» Problem requirements
Render every line of the data below as a JSON list of strings, one string per line, with blank lines left out.

▼

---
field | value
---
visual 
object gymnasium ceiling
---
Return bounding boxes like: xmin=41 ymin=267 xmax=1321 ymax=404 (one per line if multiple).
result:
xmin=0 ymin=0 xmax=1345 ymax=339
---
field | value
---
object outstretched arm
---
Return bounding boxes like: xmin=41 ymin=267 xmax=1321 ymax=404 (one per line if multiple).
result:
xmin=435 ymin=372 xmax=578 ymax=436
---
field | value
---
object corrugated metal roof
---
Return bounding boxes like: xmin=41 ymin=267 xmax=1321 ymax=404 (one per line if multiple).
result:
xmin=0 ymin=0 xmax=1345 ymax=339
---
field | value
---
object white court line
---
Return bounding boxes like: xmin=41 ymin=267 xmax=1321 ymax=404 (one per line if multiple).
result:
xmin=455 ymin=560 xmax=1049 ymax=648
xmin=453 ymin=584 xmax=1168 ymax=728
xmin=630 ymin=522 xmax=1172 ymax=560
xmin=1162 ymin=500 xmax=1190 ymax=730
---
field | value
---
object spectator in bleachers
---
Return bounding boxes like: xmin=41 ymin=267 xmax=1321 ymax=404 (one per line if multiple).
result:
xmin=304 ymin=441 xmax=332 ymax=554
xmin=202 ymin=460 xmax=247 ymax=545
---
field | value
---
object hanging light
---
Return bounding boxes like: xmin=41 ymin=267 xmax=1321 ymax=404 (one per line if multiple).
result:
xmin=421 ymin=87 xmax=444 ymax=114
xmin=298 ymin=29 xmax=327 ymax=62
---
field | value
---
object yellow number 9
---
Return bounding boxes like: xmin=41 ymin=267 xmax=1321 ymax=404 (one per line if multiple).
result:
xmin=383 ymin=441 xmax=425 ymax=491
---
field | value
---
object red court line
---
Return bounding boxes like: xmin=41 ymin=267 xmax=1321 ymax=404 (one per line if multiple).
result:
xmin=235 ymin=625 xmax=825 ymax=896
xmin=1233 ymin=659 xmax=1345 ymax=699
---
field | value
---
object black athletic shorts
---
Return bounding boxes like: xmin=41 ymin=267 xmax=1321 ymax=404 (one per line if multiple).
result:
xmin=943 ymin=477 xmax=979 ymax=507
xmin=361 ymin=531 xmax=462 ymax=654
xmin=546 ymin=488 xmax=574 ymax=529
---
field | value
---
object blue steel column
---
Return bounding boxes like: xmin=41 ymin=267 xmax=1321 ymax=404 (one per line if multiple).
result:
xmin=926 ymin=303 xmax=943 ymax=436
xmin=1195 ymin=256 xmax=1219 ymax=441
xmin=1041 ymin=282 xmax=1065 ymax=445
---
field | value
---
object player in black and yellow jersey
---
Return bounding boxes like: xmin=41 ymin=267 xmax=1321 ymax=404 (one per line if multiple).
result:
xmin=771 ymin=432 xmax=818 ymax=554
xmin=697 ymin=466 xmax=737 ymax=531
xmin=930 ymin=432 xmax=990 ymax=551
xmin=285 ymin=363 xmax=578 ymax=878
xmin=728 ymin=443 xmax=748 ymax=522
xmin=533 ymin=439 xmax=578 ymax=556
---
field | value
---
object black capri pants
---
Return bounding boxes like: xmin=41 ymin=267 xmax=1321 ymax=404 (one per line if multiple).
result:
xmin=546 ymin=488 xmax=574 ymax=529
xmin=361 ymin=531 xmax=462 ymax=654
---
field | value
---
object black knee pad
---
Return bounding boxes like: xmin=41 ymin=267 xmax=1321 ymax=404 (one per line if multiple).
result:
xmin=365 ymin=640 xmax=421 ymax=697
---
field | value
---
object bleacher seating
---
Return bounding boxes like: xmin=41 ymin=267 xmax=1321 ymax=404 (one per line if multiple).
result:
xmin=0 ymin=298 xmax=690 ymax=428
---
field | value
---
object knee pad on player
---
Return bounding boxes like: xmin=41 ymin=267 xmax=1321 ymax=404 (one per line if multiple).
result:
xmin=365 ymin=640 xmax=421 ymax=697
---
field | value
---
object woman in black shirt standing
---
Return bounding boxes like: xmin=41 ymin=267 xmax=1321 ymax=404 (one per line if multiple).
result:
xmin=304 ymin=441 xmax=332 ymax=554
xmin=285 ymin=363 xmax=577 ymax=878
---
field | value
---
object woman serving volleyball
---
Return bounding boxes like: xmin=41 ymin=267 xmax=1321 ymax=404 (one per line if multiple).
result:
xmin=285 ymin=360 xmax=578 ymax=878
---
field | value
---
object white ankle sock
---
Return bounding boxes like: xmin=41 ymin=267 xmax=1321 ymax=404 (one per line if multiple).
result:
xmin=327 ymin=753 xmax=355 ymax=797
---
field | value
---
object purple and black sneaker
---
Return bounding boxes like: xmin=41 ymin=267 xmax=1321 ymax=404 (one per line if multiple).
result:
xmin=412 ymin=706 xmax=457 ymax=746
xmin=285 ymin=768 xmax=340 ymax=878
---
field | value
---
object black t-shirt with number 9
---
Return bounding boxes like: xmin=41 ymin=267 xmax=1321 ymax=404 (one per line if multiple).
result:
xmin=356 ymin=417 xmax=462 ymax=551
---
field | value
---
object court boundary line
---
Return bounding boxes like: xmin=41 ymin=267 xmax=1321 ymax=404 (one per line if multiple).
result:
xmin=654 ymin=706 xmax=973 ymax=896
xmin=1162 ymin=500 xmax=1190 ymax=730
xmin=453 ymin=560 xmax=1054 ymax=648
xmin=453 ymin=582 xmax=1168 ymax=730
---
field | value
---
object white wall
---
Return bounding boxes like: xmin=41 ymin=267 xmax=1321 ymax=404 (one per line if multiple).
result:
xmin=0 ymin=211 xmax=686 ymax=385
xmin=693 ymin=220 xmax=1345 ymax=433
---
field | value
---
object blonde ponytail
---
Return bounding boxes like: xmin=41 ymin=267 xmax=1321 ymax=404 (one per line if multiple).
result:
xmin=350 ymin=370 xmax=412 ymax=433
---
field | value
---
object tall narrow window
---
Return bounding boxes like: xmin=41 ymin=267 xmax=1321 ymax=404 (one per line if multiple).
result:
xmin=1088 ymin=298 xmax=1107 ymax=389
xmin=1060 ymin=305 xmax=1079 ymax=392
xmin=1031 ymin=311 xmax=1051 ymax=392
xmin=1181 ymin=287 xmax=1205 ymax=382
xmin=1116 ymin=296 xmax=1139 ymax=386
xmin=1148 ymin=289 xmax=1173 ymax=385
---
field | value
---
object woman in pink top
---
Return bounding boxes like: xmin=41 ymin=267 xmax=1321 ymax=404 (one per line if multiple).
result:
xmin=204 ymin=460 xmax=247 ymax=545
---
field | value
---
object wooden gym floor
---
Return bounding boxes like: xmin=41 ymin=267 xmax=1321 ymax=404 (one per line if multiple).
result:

▲

» Task response
[
  "---",
  "field | value",
  "---",
  "visual ",
  "object gymnasium ceiling",
  "---",
  "Return bounding boxes like: xmin=41 ymin=267 xmax=1321 ymax=404 (one per line if multiple).",
  "result:",
  "xmin=0 ymin=0 xmax=1345 ymax=339",
  "---",
  "field | value",
  "---",
  "object outstretched arm",
  "---",
  "Return bounding boxes like: xmin=41 ymin=267 xmax=1321 ymax=404 (one per line if multiple).",
  "result:",
  "xmin=435 ymin=372 xmax=578 ymax=436",
  "---",
  "field | value",
  "---",
  "object corrugated metal roof",
  "---",
  "Return bounding boxes like: xmin=41 ymin=267 xmax=1321 ymax=404 (one per line if multiple).",
  "result:",
  "xmin=0 ymin=0 xmax=1345 ymax=339",
  "---",
  "field | value",
  "---",
  "object white court line",
  "---",
  "Return bounding boxes like: xmin=41 ymin=267 xmax=1321 ymax=404 (one per line if multiple).",
  "result:",
  "xmin=455 ymin=560 xmax=1049 ymax=648",
  "xmin=453 ymin=584 xmax=1168 ymax=728",
  "xmin=630 ymin=522 xmax=1172 ymax=560",
  "xmin=1162 ymin=500 xmax=1190 ymax=730",
  "---",
  "field | value",
  "---",
  "object spectator in bleachers",
  "---",
  "Return bounding boxes like: xmin=41 ymin=267 xmax=1321 ymax=404 (one per line if multiple).",
  "result:",
  "xmin=304 ymin=441 xmax=332 ymax=554",
  "xmin=202 ymin=460 xmax=247 ymax=545",
  "---",
  "field | value",
  "---",
  "object hanging light",
  "---",
  "Return bounding boxes like: xmin=41 ymin=267 xmax=1321 ymax=404 (one per line if multiple).",
  "result:",
  "xmin=421 ymin=87 xmax=444 ymax=114",
  "xmin=298 ymin=29 xmax=327 ymax=62",
  "---",
  "field | value",
  "---",
  "object yellow number 9",
  "---",
  "Return bounding boxes like: xmin=41 ymin=267 xmax=1321 ymax=404 (one per line if multiple).",
  "result:",
  "xmin=383 ymin=441 xmax=425 ymax=491",
  "---",
  "field | value",
  "---",
  "object red court line",
  "---",
  "Return bounding boxes like: xmin=41 ymin=267 xmax=1321 ymax=404 (one per line if multiple).",
  "result:",
  "xmin=235 ymin=625 xmax=825 ymax=896",
  "xmin=1233 ymin=659 xmax=1345 ymax=699",
  "---",
  "field | value",
  "---",
  "object black athletic shorts",
  "---",
  "Return bounding boxes like: xmin=41 ymin=267 xmax=1321 ymax=404 (one per line if multiple).",
  "result:",
  "xmin=943 ymin=477 xmax=979 ymax=507",
  "xmin=361 ymin=531 xmax=462 ymax=654",
  "xmin=546 ymin=488 xmax=574 ymax=529",
  "---",
  "field | value",
  "---",
  "object blue steel column",
  "---",
  "Return bounding boxes like: xmin=41 ymin=267 xmax=1321 ymax=404 (one per line if multiple).",
  "result:",
  "xmin=926 ymin=303 xmax=943 ymax=436",
  "xmin=1195 ymin=256 xmax=1219 ymax=441",
  "xmin=1041 ymin=282 xmax=1065 ymax=445",
  "---",
  "field | value",
  "---",
  "object player in black and yellow jersey",
  "---",
  "Return bounding boxes like: xmin=41 ymin=267 xmax=1321 ymax=404 (one per line if multiple).",
  "result:",
  "xmin=771 ymin=432 xmax=818 ymax=554",
  "xmin=697 ymin=466 xmax=737 ymax=531",
  "xmin=930 ymin=432 xmax=990 ymax=551",
  "xmin=285 ymin=363 xmax=578 ymax=878",
  "xmin=728 ymin=443 xmax=748 ymax=522",
  "xmin=533 ymin=439 xmax=578 ymax=556",
  "---",
  "field | value",
  "---",
  "object black capri pants",
  "---",
  "Return bounding boxes like: xmin=41 ymin=267 xmax=1321 ymax=404 (one per line if multiple).",
  "result:",
  "xmin=546 ymin=488 xmax=574 ymax=529",
  "xmin=361 ymin=531 xmax=462 ymax=654",
  "---",
  "field | value",
  "---",
  "object black knee pad",
  "---",
  "Return bounding boxes like: xmin=41 ymin=267 xmax=1321 ymax=404 (one per line if multiple).",
  "result:",
  "xmin=365 ymin=640 xmax=421 ymax=697",
  "---",
  "field | value",
  "---",
  "object bleacher seating",
  "---",
  "Return bounding boxes like: xmin=41 ymin=267 xmax=1321 ymax=404 (one per line if multiple).",
  "result:",
  "xmin=0 ymin=298 xmax=690 ymax=428",
  "---",
  "field | value",
  "---",
  "object knee pad on player",
  "---",
  "Return bounding boxes like: xmin=41 ymin=267 xmax=1321 ymax=404 (one per line if multiple).",
  "result:",
  "xmin=365 ymin=640 xmax=421 ymax=697",
  "---",
  "field | value",
  "---",
  "object woman in black shirt standing",
  "---",
  "Return bounding boxes like: xmin=41 ymin=267 xmax=1321 ymax=404 (one per line if multiple).",
  "result:",
  "xmin=304 ymin=441 xmax=332 ymax=554",
  "xmin=285 ymin=363 xmax=577 ymax=878",
  "---",
  "field | value",
  "---",
  "object woman serving volleyball",
  "---",
  "Return bounding boxes like: xmin=41 ymin=267 xmax=1321 ymax=404 (one per line if multiple).",
  "result:",
  "xmin=285 ymin=360 xmax=578 ymax=878",
  "---",
  "field | value",
  "---",
  "object white ankle sock",
  "---",
  "Return bounding boxes like: xmin=41 ymin=267 xmax=1321 ymax=404 (one per line if multiple).",
  "result:",
  "xmin=327 ymin=753 xmax=355 ymax=797",
  "---",
  "field | value",
  "---",
  "object purple and black sneaker",
  "---",
  "Return bounding boxes like: xmin=41 ymin=267 xmax=1321 ymax=404 (one per line if multiple).",
  "result:",
  "xmin=412 ymin=706 xmax=457 ymax=746",
  "xmin=285 ymin=768 xmax=340 ymax=878",
  "---",
  "field | value",
  "---",
  "object black t-shirt with number 9",
  "---",
  "Return bounding boxes like: xmin=41 ymin=267 xmax=1321 ymax=404 (one per line if multiple).",
  "result:",
  "xmin=356 ymin=417 xmax=462 ymax=551",
  "---",
  "field | value",
  "---",
  "object court boundary line",
  "---",
  "Return bounding boxes like: xmin=41 ymin=267 xmax=1321 ymax=404 (one per line if multiple).",
  "result:",
  "xmin=654 ymin=706 xmax=973 ymax=896",
  "xmin=1162 ymin=500 xmax=1190 ymax=730",
  "xmin=453 ymin=560 xmax=1054 ymax=648",
  "xmin=453 ymin=582 xmax=1168 ymax=730",
  "---",
  "field | value",
  "---",
  "object white wall",
  "---",
  "Return bounding boxes like: xmin=41 ymin=267 xmax=1321 ymax=404 (one per line if multiple).",
  "result:",
  "xmin=0 ymin=211 xmax=686 ymax=385",
  "xmin=693 ymin=220 xmax=1345 ymax=433",
  "---",
  "field | value",
  "---",
  "object blonde ponytail",
  "---",
  "Return bounding boxes like: xmin=41 ymin=267 xmax=1321 ymax=404 (one per line if multiple).",
  "result:",
  "xmin=350 ymin=370 xmax=412 ymax=433",
  "---",
  "field | value",
  "---",
  "object tall narrow window",
  "---",
  "Return bounding boxes like: xmin=41 ymin=267 xmax=1321 ymax=404 (one per line if multiple).",
  "result:",
  "xmin=1088 ymin=298 xmax=1107 ymax=389",
  "xmin=1060 ymin=305 xmax=1079 ymax=392",
  "xmin=1031 ymin=311 xmax=1051 ymax=392",
  "xmin=1181 ymin=287 xmax=1205 ymax=382",
  "xmin=1116 ymin=296 xmax=1139 ymax=386",
  "xmin=1148 ymin=289 xmax=1173 ymax=385",
  "---",
  "field | value",
  "---",
  "object woman in pink top",
  "---",
  "Return bounding boxes like: xmin=41 ymin=267 xmax=1321 ymax=404 (one per line if multiple).",
  "result:",
  "xmin=204 ymin=460 xmax=247 ymax=545",
  "---",
  "field | value",
  "---",
  "object wooden gym floor",
  "---",
  "Return bounding boxes like: xmin=41 ymin=267 xmax=1321 ymax=404 (one per line if multiple).",
  "result:"
]